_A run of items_
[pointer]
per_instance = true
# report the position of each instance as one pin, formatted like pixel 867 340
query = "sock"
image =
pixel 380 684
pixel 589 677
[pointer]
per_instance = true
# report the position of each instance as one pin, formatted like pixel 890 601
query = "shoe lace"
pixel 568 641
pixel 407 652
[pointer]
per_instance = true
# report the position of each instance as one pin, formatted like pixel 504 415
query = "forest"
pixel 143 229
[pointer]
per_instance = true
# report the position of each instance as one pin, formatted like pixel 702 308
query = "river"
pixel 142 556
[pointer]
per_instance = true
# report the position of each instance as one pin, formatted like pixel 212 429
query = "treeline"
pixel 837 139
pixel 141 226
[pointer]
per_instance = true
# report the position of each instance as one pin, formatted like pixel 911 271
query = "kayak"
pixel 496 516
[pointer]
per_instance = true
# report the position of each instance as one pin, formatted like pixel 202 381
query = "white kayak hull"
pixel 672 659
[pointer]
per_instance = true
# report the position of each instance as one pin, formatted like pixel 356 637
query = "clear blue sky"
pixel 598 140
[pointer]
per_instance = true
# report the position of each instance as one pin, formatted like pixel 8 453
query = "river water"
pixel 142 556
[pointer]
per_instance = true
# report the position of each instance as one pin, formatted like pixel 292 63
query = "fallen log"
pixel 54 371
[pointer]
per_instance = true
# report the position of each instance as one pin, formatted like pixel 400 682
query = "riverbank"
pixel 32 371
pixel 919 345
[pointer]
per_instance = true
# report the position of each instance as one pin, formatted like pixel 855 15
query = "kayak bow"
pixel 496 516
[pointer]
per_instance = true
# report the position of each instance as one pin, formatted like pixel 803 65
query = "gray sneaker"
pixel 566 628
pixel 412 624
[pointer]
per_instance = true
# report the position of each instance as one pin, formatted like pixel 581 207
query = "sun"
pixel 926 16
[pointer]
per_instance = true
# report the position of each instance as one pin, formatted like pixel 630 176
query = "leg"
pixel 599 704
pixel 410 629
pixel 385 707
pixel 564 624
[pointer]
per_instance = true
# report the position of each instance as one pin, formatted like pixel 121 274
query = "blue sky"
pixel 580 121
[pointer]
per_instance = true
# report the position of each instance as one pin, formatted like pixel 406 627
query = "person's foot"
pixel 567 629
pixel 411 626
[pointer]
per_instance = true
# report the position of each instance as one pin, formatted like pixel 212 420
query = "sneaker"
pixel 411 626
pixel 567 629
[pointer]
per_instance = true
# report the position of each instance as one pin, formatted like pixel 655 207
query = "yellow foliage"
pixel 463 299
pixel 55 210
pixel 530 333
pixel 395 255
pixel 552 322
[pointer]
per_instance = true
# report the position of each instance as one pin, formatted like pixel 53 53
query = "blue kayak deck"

_Description of the task_
Write out every item above word for word, from the first to the last, changing nothing.

_Exercise result_
[pointer]
per_instance = true
# report the position of each instance as one pin, formatted like pixel 867 340
query = "sock"
image =
pixel 380 684
pixel 589 677
[pointer]
per_instance = true
# report the position of each instance as one pin, formatted like pixel 890 601
query = "shoe lace"
pixel 568 641
pixel 407 652
[pointer]
per_instance = true
# report the position of each instance as one pin, formatted like pixel 504 415
query = "forest"
pixel 143 229
[pointer]
per_instance = true
# report the position of each instance as one pin, formatted like pixel 702 308
query = "river"
pixel 142 556
[pointer]
per_instance = true
# report the position of each instance as one pin, formatted like pixel 212 429
query = "treeline"
pixel 837 139
pixel 141 226
[pointer]
per_instance = true
# report the position of each instance as one pin, formatted like pixel 911 271
query = "kayak"
pixel 496 516
[pointer]
per_instance = true
# report the position of each instance as one pin, formatted like pixel 202 381
query = "white kayak hull"
pixel 672 659
[pointer]
per_instance = true
# report the position of each instance as one pin, formatted like pixel 356 637
query = "clear blue sky"
pixel 598 140
[pointer]
per_instance = true
# report the position of each instance as one pin, formatted like pixel 8 453
query = "river water"
pixel 142 556
[pointer]
per_instance = true
# report the position of each instance as one pin, formatted like pixel 292 63
query = "fallen log"
pixel 54 371
[pointer]
per_instance = true
# report the position of each instance as one pin, formatted like pixel 400 682
query = "riverbank"
pixel 32 371
pixel 919 345
[pointer]
per_instance = true
# report the position of each instance as one pin, formatted like pixel 855 15
query = "kayak bow"
pixel 496 516
[pointer]
per_instance = true
# report the position of each instance as one pin, formatted like pixel 803 65
query = "gray sneaker"
pixel 566 628
pixel 412 624
[pointer]
per_instance = true
# report the position of each instance as one pin, formatted like pixel 581 207
query = "sun"
pixel 926 16
[pointer]
per_instance = true
# report the position of each instance as one pin, formatted like pixel 630 176
query = "leg"
pixel 599 704
pixel 410 629
pixel 385 707
pixel 564 624
[pointer]
per_instance = true
# report the position of each instance as one pin, formatted like pixel 121 274
query = "blue sky"
pixel 580 121
[pointer]
per_instance = true
# report the position of each instance as one pin, formatted like pixel 406 627
query = "person's foot"
pixel 567 629
pixel 411 626
[pointer]
per_instance = true
# report the position of each instance as one pin, formatted like pixel 212 420
query = "sneaker"
pixel 411 626
pixel 567 629
[pointer]
per_instance = true
# report the position of each instance as one pin, formatted like pixel 655 207
query = "yellow foliage"
pixel 463 299
pixel 55 210
pixel 530 333
pixel 395 255
pixel 552 322
[pointer]
per_instance = true
# report the position of each instance as one pin, formatted like pixel 53 53
query = "blue kayak deck"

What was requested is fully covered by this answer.